--- begin Information given ---

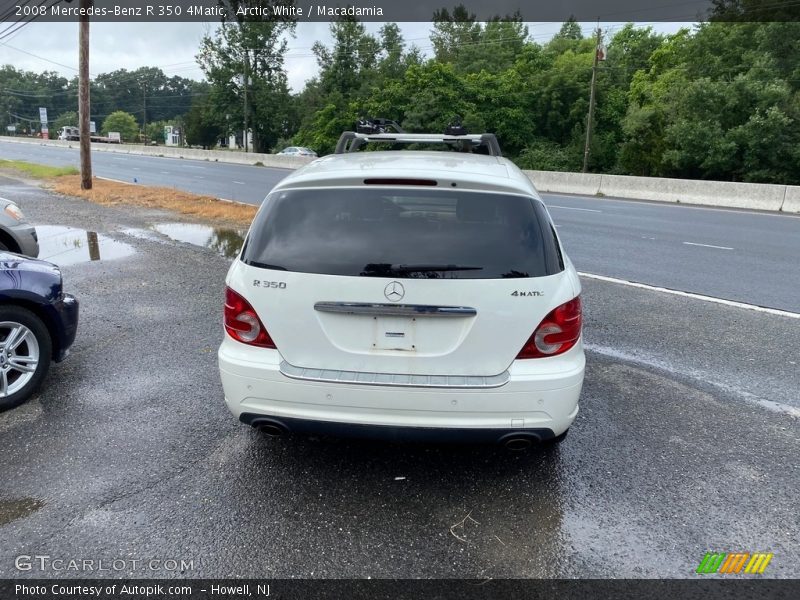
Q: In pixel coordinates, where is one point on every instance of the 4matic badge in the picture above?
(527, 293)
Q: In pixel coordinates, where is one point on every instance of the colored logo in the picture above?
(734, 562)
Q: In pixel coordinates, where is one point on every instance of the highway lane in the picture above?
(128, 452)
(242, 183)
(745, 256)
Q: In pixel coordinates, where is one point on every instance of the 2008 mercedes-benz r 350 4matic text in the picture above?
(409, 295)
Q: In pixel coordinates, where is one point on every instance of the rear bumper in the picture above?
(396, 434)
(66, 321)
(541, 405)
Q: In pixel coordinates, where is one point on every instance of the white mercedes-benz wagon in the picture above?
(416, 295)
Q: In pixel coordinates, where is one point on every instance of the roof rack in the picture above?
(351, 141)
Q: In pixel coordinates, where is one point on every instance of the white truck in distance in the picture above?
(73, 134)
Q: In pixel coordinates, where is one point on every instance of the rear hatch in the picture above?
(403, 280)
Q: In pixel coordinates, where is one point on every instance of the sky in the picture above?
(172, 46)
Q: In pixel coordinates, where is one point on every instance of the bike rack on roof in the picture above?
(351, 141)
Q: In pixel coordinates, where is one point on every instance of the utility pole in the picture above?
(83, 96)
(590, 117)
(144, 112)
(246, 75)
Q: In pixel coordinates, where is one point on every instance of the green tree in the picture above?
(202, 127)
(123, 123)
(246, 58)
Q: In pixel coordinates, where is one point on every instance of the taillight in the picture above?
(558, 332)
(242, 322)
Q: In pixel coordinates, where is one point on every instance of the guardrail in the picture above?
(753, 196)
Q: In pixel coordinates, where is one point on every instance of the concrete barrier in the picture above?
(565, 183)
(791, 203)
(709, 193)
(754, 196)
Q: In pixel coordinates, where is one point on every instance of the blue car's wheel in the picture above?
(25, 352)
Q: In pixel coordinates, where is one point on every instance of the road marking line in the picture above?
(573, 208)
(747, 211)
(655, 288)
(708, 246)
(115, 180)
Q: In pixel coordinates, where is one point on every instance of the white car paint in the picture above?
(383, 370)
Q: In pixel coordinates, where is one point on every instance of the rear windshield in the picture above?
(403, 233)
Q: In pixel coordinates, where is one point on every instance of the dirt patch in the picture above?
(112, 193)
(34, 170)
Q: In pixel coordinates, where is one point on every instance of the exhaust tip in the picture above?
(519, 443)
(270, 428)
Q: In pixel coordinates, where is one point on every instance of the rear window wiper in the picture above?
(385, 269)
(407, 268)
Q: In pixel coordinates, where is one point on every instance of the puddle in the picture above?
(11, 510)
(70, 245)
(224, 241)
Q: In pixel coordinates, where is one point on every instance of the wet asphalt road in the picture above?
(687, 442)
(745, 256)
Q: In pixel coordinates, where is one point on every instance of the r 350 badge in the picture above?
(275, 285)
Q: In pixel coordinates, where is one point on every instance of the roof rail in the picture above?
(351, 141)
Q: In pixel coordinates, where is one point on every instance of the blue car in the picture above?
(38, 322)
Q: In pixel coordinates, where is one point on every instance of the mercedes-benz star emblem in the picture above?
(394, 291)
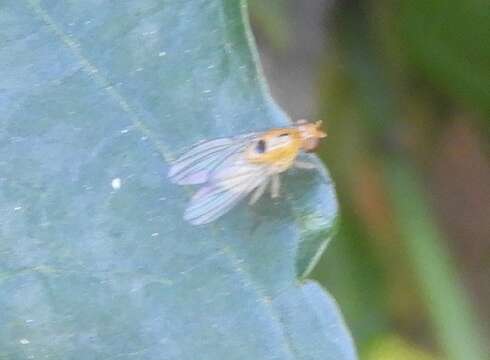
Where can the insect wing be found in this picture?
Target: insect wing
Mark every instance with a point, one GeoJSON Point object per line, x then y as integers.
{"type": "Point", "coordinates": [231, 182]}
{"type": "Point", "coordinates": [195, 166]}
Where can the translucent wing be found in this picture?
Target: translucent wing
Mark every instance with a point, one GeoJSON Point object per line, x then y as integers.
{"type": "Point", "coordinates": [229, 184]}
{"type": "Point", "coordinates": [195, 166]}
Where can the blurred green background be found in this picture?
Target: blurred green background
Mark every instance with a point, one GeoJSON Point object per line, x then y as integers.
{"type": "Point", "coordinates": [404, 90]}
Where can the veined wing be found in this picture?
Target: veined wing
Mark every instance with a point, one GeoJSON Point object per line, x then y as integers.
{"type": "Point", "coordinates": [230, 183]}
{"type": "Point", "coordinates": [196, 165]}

--- end Information given ---

| Your objective |
The pictures should not appear in the copy; every other part of the records above must be returned exactly.

| Result |
Q: In pixel coordinates, where is one point on every instance of the 4matic badge in the picture above?
(527, 293)
Q: In pixel coordinates, where is one point on every instance of the colored logo in the picture above?
(734, 562)
Q: In pixel coordinates, where is one point on every instance of the highway lane in the picture above?
(128, 452)
(242, 183)
(745, 256)
Q: In pixel coordinates, where is one point on every instance of the 2008 mercedes-benz r 350 4matic text in the picture above?
(409, 295)
Q: In pixel coordinates, where is one point on every instance of the rear bumper in the picture above?
(396, 434)
(66, 321)
(541, 405)
Q: In pixel coordinates, where is one point on every instance of the white mercedes-benz wagon in the picture above?
(416, 295)
Q: In pixel coordinates, where is one point on every instance of the roof rack in the picture above?
(351, 141)
Q: In pixel coordinates, where is one point on every instance of the white truck in distance in the picture above?
(73, 134)
Q: In pixel coordinates, where is one point on every instance of the rear hatch in the picture above?
(403, 280)
Q: In pixel coordinates, where is one point on every instance of the sky in the picture above?
(172, 46)
Q: In pixel coordinates, where is one point on every instance of the bike rack on roof in the picture above?
(351, 141)
Q: In pixel coordinates, where is one point on every instance of the utility pole in the picture above?
(83, 96)
(590, 117)
(144, 112)
(246, 75)
Q: In pixel coordinates, where is one point on every instance of the green tree in the picture above?
(202, 127)
(123, 123)
(246, 58)
Q: In pixel coordinates, where is one point on every instance of the taillight in the picture above?
(558, 332)
(242, 322)
Q: In pixel coordinates, where is one point on every instance of the guardrail in the picture above?
(753, 196)
Q: In pixel coordinates, where is one point on every instance of the concrete barrier in the picture above?
(565, 183)
(791, 203)
(709, 193)
(754, 196)
Q: In pixel coordinates, where is one point on every instance of the blue car's wheel in the picture above?
(25, 352)
Q: In pixel coordinates, where is one point on every instance of the road marking line in the picture above?
(573, 208)
(747, 211)
(655, 288)
(708, 246)
(115, 180)
Q: In pixel coordinates, where is one point on every instance of the white car paint in the picture above?
(383, 370)
Q: In pixel coordinates, where is one point on every instance of the rear windshield in the picture above?
(403, 233)
Q: In pixel coordinates, where is one point on every instance of the dirt patch in the picture above?
(112, 193)
(34, 170)
Q: In pixel coordinates, where is one point on every instance of the exhaust tip in the picture above?
(519, 443)
(270, 428)
Q: In pixel coordinates, where is one point on every instance of the rear window wiper in the picture above?
(385, 269)
(407, 268)
Q: In pixel coordinates, where is one point on every instance of the puddle in the picture above?
(11, 510)
(70, 245)
(224, 241)
Q: In pixel coordinates, where is one point on every instance of the wet asphalt road in the picture above?
(687, 442)
(745, 256)
Q: In pixel coordinates, where is one point on every instance of the r 350 badge in the picture above?
(275, 285)
Q: In pixel coordinates, where is one point on every instance of the roof rail in the picture above?
(351, 141)
Q: In pixel coordinates, where is one point on every instance of the blue car in the picture above?
(38, 322)
Q: In pixel coordinates, where is one point on every instance of the mercedes-benz star emblem in the picture above?
(394, 291)
Where can the insect wing be found in this picture?
Target: insect wing
Mark every instance with a point, one GeoJSON Point object per line, x then y as integers.
{"type": "Point", "coordinates": [231, 182]}
{"type": "Point", "coordinates": [195, 166]}
Where can the translucent wing be found in this picture?
Target: translucent wing
Mark every instance with a point, one GeoJSON Point object per line, x then y as integers.
{"type": "Point", "coordinates": [229, 184]}
{"type": "Point", "coordinates": [195, 166]}
Where can the blurred green background be found in this picture?
Target: blurred green background
Mark every instance with a point, one GeoJSON Point object per line, x then y as integers.
{"type": "Point", "coordinates": [404, 90]}
Where can the veined wing be found in this picture?
Target: veined wing
Mark every instance with a point, one GeoJSON Point object per line, x then y as integers.
{"type": "Point", "coordinates": [230, 183]}
{"type": "Point", "coordinates": [196, 165]}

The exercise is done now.